── Material provided

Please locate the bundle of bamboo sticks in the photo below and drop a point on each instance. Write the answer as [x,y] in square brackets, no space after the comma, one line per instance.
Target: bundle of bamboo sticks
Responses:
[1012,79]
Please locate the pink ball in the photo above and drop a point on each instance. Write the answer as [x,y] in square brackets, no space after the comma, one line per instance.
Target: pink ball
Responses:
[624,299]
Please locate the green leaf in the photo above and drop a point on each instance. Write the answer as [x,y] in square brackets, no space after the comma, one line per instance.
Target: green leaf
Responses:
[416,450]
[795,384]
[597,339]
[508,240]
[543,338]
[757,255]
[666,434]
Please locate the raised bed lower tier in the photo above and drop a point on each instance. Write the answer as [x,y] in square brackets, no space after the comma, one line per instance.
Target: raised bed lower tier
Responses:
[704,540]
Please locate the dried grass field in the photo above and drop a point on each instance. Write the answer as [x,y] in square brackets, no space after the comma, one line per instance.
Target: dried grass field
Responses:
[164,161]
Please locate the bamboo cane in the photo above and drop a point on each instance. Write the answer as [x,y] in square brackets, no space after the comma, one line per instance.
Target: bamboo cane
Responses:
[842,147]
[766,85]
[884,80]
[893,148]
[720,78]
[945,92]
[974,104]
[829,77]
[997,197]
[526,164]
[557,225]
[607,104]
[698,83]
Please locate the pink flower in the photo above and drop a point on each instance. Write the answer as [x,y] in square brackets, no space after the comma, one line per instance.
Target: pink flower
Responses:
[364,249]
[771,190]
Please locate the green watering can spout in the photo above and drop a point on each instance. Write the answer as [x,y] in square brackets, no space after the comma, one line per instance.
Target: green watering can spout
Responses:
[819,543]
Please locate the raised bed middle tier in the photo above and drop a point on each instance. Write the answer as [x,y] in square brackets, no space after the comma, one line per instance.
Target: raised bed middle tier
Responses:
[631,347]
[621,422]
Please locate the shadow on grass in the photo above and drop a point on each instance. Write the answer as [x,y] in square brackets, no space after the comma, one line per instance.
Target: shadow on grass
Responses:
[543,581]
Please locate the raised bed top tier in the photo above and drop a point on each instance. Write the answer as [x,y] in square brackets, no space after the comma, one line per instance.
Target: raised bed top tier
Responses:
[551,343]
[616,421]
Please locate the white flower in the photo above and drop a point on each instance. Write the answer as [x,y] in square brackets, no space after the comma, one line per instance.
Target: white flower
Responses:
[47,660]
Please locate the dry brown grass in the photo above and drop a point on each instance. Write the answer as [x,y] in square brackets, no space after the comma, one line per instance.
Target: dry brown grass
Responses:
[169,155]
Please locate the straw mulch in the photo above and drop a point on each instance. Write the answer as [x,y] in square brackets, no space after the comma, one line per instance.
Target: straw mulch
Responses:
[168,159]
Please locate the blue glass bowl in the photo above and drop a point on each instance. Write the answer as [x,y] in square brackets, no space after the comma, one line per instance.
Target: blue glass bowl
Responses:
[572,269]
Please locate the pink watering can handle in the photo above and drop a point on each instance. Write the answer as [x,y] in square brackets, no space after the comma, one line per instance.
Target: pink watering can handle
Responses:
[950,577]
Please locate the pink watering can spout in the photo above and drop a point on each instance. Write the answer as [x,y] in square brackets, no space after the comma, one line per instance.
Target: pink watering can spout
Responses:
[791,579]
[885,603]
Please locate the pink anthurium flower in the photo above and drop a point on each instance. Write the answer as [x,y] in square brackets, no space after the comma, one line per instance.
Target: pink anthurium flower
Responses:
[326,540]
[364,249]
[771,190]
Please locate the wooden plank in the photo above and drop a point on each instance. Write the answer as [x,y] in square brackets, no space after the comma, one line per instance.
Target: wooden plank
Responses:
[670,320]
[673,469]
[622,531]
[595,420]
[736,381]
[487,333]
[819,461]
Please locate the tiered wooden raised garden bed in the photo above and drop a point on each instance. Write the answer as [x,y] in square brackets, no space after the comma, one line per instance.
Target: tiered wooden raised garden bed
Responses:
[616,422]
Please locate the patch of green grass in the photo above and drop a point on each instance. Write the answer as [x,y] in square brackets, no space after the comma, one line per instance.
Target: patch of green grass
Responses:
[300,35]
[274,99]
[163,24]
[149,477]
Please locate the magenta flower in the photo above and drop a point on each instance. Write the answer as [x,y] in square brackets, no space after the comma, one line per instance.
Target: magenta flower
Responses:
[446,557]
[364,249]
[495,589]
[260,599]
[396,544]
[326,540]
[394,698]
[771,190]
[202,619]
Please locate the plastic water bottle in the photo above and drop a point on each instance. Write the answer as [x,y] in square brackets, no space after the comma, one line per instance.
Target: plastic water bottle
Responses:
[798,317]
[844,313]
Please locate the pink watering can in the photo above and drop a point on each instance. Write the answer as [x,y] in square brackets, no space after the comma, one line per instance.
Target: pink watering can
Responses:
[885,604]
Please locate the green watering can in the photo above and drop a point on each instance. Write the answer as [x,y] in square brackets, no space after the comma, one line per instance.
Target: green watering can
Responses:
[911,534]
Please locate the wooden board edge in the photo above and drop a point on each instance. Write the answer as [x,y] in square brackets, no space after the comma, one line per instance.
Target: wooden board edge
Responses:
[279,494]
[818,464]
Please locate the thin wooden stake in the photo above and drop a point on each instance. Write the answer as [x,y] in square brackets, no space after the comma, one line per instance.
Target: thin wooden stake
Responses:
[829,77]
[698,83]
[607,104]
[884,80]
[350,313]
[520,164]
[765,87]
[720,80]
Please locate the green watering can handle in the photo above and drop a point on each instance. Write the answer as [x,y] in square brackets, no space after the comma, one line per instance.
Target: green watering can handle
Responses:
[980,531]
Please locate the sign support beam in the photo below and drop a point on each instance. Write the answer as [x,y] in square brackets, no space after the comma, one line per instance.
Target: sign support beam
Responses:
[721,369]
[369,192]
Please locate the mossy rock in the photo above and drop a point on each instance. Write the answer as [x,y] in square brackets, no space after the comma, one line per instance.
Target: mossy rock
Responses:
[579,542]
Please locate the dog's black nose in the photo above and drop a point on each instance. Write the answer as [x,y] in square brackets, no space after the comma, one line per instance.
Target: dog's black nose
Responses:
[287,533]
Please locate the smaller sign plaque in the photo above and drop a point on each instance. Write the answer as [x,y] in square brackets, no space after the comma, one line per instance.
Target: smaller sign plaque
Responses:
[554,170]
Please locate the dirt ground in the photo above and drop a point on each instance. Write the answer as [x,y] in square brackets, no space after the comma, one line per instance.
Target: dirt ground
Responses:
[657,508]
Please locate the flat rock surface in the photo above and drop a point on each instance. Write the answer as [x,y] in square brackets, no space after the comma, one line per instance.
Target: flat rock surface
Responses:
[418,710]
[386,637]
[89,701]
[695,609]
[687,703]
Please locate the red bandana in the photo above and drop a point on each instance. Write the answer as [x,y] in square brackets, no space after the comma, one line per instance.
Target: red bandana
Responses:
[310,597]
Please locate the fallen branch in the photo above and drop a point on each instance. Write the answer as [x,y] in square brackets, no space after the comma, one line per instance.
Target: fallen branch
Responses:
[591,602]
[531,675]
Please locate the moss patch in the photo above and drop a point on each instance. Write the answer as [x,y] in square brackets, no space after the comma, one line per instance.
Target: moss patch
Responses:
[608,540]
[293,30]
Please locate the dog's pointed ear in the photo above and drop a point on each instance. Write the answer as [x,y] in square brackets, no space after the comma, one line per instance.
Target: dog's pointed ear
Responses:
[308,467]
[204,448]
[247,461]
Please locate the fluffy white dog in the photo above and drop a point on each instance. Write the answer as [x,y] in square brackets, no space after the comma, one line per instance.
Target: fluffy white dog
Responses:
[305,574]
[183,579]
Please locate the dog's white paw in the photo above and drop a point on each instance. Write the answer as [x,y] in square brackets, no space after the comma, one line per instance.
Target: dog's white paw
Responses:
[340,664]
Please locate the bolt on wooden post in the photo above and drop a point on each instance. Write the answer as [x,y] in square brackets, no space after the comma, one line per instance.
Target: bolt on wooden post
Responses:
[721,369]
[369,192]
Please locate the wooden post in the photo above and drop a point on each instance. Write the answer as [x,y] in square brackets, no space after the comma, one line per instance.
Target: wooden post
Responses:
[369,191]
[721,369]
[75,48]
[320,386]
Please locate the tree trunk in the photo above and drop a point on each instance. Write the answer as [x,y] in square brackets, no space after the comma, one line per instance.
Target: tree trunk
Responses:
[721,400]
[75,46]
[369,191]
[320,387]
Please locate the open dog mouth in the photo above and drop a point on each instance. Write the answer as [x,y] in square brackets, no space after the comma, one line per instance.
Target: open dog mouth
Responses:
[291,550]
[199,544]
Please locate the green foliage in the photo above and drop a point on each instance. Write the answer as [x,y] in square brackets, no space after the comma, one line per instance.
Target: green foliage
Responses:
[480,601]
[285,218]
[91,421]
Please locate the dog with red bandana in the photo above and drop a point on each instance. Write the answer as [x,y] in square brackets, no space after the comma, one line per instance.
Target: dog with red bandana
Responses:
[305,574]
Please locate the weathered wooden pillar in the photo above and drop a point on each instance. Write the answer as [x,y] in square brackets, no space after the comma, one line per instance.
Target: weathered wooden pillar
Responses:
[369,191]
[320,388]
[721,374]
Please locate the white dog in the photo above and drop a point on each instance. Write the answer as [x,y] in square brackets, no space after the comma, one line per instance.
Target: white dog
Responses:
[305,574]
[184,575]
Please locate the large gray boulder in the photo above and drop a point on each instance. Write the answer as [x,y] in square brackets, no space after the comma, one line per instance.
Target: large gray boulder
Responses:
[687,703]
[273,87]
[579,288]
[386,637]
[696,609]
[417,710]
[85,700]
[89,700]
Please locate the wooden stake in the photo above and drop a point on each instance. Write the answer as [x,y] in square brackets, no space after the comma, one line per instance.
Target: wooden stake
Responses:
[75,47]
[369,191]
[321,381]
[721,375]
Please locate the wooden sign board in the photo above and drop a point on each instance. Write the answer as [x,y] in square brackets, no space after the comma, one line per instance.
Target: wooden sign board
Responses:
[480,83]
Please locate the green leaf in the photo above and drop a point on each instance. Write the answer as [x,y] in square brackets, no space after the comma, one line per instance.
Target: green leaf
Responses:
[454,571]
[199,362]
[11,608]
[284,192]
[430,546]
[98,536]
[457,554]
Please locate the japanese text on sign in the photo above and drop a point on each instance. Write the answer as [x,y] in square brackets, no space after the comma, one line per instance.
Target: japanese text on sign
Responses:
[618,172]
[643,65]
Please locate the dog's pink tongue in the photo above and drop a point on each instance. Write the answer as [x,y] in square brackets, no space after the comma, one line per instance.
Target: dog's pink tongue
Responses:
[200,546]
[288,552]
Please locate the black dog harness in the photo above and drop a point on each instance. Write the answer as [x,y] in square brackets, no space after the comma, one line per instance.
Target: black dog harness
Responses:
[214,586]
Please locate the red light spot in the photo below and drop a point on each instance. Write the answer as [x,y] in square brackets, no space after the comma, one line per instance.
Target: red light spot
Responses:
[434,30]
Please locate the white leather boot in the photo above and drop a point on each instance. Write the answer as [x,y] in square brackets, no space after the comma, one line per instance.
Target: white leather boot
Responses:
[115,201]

────

§ Task to complete
Copy out the lines above word for word, starting at the line containing "Please locate the black" and continuing through the last line, including both.

§ The reply
Please locate the black dog harness in the photo above and drop a point on each instance. Write the answer as [x,y] in square brackets, no space after the comma, one line per instance.
Target: black dog harness
Responses:
[214,586]
Please locate the red light spot in the photo below and drop a point on each instance. Write the answer as [x,y] in square brackets, no space after the comma, one line per instance.
Target: red light spot
Responses:
[434,30]
Please locate the white leather boot in the photo above and drop a point on each instance. Write the answer as [x,y] in square brackets, no space after the comma, one line per instance.
Target: white leather boot
Responses:
[115,201]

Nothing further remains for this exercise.